═════ Text section ═════

It’s that time of the year, time to think about what we’ve read during the last 12 months and start looking forward to the publishers’ spring lists. In this last year, we’ve witnessed the conclusion of several popular series, the emergence of several more, seen some solid hardback offerings that were, in many cases, both profitable and critically successful, pondered “steampunk” and wondered if the supernatural romance trend would ever die. 

 

I, like everyone else, spent much of 2010 in a state of anticipation, waiting not only for the final book in Suzanne Collins’ Hunger Games trilogy, Mockingjay, but also for the final novels in Susan Beth Pfeffer’s Last Survivors series and Patrick Ness’ awesome Knife of Never Letting Go trilogy. I was equally eager to get my hands on The Dead-Tossed Waves, the second book in Carrie Ryan’s Forest of Hands and Teeth series, and am still waiting for my copy of James Dashner’s The Scorch Trials, the second novel in his Maze Runner trilogy. Sadly, I am probably one of few adults lamenting the conclusion of Lauren Conrad’s (that’s right, the star of MTV’s The Hills) L.A. Candy series with Sugar and Spice, which—seriously, guys—was a fun read.

═════

▶ _Apply what you read_:
a) In the look back at a year of reading, which book concluded Lauren Conrad's L.A. Candy series?
b) Continue the look back at a year of reading from the point where the text stops.

═════ Record set ═════

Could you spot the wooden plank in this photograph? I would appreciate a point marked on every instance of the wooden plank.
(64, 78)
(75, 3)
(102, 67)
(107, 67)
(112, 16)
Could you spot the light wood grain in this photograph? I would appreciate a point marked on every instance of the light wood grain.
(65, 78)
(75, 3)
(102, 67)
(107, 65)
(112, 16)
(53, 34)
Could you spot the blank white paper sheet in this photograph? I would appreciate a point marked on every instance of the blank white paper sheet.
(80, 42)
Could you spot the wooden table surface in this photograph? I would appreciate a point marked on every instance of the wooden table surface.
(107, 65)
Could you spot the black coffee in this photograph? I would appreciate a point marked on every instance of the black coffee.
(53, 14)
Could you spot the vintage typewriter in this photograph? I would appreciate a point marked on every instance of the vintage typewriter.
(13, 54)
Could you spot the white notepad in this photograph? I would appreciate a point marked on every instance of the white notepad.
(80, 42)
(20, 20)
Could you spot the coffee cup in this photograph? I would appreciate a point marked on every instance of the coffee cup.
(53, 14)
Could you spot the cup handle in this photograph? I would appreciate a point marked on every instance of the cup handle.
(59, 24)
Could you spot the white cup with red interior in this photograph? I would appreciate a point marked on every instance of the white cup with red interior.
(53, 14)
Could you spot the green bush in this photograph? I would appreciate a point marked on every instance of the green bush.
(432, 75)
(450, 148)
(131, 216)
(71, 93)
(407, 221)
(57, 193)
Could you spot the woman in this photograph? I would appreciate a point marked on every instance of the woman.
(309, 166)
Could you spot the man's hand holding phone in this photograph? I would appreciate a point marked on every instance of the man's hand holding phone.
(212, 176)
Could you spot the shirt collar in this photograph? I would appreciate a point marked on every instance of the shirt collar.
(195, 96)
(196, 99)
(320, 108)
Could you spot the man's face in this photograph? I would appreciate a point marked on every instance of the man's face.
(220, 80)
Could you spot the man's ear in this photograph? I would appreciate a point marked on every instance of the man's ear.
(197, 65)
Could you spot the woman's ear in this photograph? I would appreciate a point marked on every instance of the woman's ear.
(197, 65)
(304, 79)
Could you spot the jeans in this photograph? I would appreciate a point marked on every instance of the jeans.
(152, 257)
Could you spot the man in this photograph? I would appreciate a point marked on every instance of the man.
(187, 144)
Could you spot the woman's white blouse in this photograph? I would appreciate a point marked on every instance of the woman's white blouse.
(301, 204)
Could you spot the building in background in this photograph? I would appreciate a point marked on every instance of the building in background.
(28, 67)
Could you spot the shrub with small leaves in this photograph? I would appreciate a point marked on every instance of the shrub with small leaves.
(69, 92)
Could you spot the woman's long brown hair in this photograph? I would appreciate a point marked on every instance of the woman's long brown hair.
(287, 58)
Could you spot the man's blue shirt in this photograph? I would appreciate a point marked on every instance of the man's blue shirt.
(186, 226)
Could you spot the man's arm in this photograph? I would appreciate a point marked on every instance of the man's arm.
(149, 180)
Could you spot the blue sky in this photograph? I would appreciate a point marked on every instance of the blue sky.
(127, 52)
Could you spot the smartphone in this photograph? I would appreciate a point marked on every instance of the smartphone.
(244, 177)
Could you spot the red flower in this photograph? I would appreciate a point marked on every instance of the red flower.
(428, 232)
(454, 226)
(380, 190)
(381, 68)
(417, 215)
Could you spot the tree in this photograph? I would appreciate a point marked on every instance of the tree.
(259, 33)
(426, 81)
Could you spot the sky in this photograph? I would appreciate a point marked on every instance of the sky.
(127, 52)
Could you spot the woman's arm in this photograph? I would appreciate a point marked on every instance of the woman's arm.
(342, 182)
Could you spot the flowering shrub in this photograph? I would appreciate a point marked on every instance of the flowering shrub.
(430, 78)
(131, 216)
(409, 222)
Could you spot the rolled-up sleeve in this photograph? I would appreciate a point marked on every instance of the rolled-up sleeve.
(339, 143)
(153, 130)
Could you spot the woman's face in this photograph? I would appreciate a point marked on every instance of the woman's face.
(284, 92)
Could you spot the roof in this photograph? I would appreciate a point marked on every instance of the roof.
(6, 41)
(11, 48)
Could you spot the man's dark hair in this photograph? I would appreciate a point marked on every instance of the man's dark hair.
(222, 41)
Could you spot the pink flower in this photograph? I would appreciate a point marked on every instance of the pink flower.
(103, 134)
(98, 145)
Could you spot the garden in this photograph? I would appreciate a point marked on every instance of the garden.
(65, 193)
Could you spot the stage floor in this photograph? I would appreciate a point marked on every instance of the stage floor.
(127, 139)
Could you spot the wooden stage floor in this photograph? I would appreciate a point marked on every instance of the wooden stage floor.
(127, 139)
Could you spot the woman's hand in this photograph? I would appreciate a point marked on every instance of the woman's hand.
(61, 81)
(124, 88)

═════
═════ Record set ═════

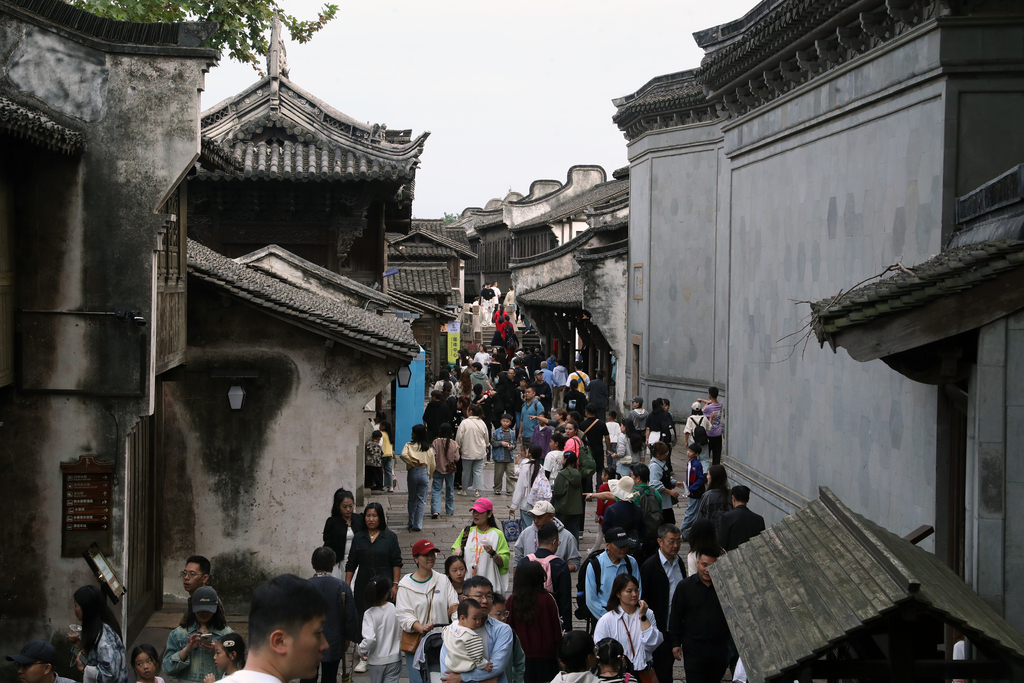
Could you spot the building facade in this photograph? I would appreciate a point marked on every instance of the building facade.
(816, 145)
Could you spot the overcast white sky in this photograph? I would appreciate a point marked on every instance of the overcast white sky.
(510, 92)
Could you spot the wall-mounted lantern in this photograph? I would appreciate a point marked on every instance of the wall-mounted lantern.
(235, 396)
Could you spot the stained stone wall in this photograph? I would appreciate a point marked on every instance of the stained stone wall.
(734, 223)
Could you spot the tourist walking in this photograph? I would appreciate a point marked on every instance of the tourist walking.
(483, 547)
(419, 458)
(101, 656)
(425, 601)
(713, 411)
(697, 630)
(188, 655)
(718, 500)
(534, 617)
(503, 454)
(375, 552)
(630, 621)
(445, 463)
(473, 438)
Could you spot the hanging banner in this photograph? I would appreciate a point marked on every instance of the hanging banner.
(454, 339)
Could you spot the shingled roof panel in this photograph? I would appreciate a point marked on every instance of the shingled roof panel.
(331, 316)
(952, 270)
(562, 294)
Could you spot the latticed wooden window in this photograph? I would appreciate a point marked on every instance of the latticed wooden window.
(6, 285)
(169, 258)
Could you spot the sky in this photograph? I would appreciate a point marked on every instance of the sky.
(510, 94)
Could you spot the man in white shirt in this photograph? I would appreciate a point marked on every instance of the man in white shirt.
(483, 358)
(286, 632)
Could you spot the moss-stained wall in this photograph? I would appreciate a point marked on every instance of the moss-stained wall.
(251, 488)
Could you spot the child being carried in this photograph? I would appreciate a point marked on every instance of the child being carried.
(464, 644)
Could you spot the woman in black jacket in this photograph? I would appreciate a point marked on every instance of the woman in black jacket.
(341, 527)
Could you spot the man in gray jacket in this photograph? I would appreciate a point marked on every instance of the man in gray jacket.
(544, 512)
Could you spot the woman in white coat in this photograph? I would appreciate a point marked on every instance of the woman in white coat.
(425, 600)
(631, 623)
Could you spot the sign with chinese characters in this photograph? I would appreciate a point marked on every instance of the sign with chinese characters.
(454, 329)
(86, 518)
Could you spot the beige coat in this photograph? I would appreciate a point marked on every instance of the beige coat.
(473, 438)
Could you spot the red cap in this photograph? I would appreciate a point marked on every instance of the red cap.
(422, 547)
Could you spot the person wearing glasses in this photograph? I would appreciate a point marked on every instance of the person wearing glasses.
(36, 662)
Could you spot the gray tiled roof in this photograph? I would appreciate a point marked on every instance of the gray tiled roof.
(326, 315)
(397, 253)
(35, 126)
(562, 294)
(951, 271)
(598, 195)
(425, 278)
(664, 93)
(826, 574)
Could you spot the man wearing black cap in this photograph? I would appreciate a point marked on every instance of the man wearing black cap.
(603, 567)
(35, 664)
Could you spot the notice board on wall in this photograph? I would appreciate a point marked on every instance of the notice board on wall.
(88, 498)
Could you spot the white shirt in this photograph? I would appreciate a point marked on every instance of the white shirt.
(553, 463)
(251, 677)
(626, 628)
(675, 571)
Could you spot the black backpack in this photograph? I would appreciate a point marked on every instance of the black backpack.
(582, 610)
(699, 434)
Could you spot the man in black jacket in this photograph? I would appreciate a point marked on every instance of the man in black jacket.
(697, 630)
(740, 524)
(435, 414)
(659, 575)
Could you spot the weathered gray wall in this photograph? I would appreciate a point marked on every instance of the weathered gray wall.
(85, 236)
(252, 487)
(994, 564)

═════

▶ _Answers to each task_:
a) Sugar and Spice

b)
 

I was excited to discover that Margaret Peterson Haddix had produced a new Missing series and book two, Sabotaged, was out this year. Its premise—36 infants are found on an airplane that seems to appear out of nowhere at a Midwestern airport and, 13 years later, are embroiled in a conspiracy involving the FBI, a private human-trafficking company and time travel—is definitely compelling. I’m keeping my fingers crossed that it doesn’t become an interminable drag the way her initially awesome Among the Hidden series did.

 

I’m also pretty into Dan Wells’ first two novels for young adults, I Am Not a Serial Killer and Mr. Monster, the first of a series about 15-year-old John Wayne Cleaver, a diagnosed sociopath who is obessed with serial killers. I realize that these novels, which owe a debt to Jeff Lindsay’s Dexter novels for adults, might not sit well with a lot of grown-up readers, but this works for two reasons. Wells refuses to fetishize violence and includes a distinct supernatural element that prompts its main character to consider the ethics of killing, which makes it friendlier for a younger audience.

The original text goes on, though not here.